Locate every line in the material below that contains the string "head", matching case exactly, and copy each of those lines out in full.

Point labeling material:
• • • • • • •
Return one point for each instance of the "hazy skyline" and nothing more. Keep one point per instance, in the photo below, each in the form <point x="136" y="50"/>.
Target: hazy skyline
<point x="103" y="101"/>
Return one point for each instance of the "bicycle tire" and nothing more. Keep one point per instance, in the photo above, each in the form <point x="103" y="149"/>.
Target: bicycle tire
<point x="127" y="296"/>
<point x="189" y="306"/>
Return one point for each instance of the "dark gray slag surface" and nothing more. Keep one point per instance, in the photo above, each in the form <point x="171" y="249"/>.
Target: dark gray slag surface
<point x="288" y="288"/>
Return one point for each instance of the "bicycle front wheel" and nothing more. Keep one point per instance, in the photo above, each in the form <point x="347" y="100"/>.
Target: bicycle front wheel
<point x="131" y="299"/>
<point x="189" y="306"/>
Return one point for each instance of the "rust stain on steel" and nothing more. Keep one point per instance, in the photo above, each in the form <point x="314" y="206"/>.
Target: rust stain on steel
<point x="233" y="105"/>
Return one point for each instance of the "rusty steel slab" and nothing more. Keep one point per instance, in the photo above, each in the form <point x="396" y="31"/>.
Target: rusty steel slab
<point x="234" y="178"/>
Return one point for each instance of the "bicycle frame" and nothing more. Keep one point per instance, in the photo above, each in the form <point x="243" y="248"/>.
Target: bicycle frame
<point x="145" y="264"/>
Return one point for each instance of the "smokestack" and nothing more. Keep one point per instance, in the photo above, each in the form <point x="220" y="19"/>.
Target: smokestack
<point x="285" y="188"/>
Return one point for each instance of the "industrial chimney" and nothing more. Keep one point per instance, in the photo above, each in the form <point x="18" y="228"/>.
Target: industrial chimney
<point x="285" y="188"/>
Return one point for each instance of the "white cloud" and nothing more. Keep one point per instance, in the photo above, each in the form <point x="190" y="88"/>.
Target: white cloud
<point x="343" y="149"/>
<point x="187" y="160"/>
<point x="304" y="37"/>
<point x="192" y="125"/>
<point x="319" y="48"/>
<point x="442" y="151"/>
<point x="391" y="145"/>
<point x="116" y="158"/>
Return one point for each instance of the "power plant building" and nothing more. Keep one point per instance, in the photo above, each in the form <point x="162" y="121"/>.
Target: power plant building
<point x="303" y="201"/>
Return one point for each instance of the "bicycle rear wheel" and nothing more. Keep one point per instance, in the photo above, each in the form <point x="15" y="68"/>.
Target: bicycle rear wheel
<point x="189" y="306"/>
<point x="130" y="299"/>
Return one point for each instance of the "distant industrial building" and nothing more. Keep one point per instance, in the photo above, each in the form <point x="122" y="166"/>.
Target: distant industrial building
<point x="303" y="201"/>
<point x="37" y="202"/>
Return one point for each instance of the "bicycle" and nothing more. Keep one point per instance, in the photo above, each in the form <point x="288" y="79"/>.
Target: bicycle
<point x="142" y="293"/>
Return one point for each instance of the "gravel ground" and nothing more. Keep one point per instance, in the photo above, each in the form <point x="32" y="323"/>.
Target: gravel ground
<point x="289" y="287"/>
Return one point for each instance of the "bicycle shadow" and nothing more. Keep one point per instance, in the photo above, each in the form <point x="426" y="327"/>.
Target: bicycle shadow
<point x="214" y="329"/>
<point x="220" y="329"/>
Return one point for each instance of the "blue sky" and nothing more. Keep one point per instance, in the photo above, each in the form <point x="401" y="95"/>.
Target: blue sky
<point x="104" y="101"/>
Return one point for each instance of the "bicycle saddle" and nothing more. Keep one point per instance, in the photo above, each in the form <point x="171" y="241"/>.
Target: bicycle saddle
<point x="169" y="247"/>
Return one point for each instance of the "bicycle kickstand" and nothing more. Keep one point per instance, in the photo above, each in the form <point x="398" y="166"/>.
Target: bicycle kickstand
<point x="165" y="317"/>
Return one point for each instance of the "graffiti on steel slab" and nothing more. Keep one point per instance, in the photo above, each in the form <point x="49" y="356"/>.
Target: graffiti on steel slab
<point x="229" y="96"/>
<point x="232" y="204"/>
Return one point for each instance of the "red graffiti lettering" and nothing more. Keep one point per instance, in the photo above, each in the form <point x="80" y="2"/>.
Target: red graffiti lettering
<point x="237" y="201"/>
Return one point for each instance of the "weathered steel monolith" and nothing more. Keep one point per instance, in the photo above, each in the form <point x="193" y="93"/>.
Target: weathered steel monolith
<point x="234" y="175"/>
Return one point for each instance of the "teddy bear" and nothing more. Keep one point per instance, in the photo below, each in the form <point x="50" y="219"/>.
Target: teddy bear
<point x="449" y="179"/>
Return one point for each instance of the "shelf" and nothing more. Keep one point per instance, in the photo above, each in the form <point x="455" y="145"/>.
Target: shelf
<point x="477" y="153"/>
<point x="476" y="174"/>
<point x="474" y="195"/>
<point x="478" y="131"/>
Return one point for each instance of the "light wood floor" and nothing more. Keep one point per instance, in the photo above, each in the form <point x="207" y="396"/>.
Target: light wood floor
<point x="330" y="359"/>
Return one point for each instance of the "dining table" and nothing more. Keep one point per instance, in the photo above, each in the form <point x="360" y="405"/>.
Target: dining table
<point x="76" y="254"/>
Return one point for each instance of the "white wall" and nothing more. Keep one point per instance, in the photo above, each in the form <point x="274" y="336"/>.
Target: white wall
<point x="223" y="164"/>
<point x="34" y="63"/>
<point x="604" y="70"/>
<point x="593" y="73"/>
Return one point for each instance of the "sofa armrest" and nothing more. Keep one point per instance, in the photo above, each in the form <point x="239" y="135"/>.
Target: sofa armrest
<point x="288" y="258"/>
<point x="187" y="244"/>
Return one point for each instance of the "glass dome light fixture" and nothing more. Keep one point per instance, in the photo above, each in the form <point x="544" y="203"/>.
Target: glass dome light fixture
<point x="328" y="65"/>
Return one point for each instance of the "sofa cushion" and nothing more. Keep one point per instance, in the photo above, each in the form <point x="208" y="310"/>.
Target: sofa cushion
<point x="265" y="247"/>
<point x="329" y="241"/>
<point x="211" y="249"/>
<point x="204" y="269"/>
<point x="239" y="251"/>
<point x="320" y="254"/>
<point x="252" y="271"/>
• • • • • • •
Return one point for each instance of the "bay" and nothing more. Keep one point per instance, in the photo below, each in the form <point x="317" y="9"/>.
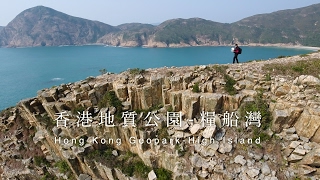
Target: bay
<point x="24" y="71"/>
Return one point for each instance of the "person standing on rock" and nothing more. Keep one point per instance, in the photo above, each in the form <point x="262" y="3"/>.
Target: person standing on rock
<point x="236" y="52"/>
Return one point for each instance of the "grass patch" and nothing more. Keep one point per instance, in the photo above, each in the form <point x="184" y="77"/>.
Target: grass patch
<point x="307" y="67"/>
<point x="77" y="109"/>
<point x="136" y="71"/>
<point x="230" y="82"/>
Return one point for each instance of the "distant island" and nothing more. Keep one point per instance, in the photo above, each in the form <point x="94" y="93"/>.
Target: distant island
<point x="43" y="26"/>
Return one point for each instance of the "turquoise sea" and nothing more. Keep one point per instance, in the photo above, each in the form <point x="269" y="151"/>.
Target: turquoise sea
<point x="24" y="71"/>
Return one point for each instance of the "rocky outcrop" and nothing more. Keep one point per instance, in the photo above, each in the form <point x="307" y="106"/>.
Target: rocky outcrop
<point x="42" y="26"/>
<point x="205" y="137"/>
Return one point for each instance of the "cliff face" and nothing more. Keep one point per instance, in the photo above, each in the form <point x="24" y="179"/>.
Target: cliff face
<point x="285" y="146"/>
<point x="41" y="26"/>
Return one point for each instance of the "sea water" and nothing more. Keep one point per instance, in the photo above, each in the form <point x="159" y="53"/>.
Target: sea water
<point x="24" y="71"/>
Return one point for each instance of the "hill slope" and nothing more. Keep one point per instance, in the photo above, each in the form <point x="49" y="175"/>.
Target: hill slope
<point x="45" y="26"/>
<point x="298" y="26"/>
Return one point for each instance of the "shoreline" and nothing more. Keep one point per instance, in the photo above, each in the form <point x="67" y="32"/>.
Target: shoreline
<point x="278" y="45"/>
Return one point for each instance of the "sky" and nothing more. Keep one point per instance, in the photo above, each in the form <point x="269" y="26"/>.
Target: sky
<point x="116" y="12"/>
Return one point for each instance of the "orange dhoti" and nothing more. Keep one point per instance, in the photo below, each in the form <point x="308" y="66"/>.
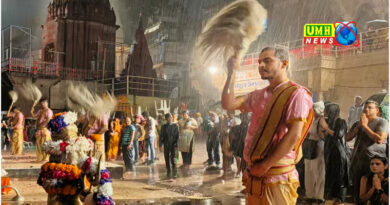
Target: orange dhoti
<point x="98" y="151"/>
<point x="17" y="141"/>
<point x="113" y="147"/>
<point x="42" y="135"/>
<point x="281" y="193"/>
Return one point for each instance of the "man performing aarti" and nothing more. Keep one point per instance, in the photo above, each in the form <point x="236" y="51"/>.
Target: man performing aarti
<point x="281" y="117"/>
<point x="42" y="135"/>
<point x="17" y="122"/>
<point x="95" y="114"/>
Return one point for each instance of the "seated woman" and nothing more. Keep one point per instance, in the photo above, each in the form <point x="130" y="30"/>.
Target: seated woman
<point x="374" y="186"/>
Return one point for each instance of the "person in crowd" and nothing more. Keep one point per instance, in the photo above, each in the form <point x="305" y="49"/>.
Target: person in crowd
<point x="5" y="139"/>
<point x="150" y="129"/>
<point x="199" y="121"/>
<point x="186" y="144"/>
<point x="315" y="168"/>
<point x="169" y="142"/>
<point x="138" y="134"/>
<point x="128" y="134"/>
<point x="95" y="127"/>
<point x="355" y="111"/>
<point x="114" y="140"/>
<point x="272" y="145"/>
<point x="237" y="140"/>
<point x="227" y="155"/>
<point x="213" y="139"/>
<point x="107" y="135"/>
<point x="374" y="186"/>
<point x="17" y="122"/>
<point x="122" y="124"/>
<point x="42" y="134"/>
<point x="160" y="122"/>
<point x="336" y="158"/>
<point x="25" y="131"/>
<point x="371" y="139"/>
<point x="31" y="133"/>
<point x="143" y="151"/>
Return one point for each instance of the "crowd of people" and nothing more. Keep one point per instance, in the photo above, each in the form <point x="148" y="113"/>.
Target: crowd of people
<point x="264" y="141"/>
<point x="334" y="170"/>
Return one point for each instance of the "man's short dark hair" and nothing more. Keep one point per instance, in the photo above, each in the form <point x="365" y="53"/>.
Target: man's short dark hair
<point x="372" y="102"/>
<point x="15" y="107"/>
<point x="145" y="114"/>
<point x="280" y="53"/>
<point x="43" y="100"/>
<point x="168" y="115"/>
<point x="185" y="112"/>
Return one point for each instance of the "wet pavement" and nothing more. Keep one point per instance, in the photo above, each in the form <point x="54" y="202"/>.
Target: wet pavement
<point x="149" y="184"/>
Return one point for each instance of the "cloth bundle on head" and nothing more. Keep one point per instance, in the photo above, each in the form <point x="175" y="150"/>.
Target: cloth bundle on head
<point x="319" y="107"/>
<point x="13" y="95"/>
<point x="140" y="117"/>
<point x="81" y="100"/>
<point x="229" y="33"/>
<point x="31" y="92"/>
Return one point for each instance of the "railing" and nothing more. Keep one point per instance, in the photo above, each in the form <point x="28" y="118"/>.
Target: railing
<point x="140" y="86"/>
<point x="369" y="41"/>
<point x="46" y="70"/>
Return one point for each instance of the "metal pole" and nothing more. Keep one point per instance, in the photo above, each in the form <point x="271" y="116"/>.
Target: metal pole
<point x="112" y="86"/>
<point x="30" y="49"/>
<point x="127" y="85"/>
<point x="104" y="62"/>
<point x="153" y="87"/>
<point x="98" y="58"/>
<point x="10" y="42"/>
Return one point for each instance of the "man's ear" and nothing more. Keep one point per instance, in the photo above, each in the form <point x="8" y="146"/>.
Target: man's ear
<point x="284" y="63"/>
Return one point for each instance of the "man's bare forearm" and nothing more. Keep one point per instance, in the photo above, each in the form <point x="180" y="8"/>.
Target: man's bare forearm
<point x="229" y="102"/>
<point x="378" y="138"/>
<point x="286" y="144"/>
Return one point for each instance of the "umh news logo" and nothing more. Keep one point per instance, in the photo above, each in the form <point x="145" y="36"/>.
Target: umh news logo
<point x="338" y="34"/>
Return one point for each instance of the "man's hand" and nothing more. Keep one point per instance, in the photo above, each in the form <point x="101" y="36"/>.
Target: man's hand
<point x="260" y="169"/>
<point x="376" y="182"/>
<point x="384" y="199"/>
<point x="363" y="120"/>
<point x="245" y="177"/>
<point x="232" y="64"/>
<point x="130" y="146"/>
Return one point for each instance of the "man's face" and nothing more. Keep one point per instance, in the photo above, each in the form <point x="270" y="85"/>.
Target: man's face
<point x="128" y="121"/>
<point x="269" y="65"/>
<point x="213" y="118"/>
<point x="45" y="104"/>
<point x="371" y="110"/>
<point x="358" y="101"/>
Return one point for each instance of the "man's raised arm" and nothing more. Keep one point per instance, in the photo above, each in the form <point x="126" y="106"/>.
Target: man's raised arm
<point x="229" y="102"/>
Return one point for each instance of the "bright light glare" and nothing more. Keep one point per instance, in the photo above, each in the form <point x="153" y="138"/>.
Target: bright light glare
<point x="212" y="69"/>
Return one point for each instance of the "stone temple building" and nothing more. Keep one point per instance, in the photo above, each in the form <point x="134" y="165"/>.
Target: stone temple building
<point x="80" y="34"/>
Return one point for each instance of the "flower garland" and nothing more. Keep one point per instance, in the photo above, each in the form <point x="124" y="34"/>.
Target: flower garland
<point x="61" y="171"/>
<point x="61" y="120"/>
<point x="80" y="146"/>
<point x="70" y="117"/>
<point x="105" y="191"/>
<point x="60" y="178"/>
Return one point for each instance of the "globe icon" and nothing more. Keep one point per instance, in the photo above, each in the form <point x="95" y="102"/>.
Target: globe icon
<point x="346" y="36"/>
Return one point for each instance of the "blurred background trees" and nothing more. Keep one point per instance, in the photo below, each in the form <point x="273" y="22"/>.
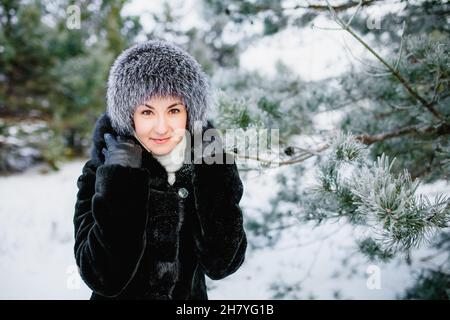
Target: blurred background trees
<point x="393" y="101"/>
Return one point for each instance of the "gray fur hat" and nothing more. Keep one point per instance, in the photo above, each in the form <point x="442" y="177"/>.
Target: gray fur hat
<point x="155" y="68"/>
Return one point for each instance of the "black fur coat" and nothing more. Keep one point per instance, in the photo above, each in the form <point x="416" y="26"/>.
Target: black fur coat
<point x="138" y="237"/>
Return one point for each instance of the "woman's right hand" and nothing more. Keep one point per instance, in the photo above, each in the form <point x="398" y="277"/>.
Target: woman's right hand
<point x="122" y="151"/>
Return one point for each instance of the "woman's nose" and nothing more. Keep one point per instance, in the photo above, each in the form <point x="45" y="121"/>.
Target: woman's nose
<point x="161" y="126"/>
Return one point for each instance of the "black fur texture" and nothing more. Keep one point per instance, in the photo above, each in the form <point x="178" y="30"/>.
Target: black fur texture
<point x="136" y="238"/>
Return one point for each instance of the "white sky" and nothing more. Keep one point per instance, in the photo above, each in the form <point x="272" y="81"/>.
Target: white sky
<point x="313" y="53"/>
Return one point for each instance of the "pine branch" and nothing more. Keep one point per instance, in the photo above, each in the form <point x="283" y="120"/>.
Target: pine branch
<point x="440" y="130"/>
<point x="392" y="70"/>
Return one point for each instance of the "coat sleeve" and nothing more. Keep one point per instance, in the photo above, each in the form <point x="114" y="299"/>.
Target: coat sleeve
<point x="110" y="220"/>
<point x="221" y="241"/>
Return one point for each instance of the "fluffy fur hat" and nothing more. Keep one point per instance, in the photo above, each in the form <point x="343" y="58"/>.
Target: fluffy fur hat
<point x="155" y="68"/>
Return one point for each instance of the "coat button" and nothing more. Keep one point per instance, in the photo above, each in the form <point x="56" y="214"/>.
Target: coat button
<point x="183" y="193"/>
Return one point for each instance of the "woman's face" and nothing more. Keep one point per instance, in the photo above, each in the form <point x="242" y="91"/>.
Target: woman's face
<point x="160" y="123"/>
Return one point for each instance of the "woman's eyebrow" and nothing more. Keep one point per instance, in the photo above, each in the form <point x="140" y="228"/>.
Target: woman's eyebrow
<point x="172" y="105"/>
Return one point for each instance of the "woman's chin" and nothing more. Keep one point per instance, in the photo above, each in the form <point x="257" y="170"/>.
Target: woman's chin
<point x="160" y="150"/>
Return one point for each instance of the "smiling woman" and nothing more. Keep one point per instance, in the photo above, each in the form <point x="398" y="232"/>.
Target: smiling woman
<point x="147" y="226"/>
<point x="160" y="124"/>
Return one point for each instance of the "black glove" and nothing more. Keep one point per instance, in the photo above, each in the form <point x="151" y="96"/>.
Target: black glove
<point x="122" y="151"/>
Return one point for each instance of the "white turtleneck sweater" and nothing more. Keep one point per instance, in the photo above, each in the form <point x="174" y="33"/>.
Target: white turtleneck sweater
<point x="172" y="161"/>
• • • • • • •
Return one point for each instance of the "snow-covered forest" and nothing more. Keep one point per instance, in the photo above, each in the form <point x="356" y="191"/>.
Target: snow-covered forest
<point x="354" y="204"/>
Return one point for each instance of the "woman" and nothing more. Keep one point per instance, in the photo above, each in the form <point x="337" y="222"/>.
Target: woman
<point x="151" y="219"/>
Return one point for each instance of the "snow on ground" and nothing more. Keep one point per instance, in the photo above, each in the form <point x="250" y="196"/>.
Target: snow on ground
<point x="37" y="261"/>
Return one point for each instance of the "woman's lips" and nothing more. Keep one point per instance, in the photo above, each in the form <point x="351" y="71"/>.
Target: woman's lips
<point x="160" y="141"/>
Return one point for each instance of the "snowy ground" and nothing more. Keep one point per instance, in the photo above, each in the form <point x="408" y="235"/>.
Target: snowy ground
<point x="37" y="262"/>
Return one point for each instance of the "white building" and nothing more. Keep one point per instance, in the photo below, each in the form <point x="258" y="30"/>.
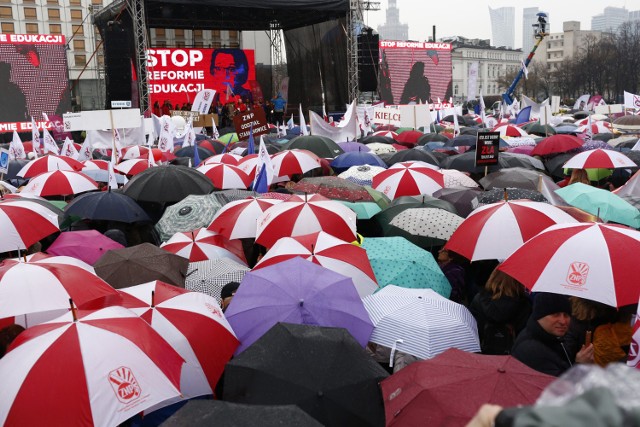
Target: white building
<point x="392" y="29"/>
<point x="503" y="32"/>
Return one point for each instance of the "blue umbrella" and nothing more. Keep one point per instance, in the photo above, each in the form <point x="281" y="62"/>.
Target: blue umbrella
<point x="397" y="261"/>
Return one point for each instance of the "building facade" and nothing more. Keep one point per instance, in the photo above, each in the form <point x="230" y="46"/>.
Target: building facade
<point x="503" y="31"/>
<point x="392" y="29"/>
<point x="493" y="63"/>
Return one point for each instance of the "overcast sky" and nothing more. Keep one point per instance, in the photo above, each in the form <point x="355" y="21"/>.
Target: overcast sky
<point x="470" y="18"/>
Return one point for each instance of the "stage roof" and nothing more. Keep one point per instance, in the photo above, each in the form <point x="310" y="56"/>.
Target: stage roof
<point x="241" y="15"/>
• • • • • • •
Output for this task:
Return one point for each instance of the "cloth bundle on head" and nothing more. Keep one point per instance, in the photo above, each in the form <point x="175" y="150"/>.
Target: cloth bundle on head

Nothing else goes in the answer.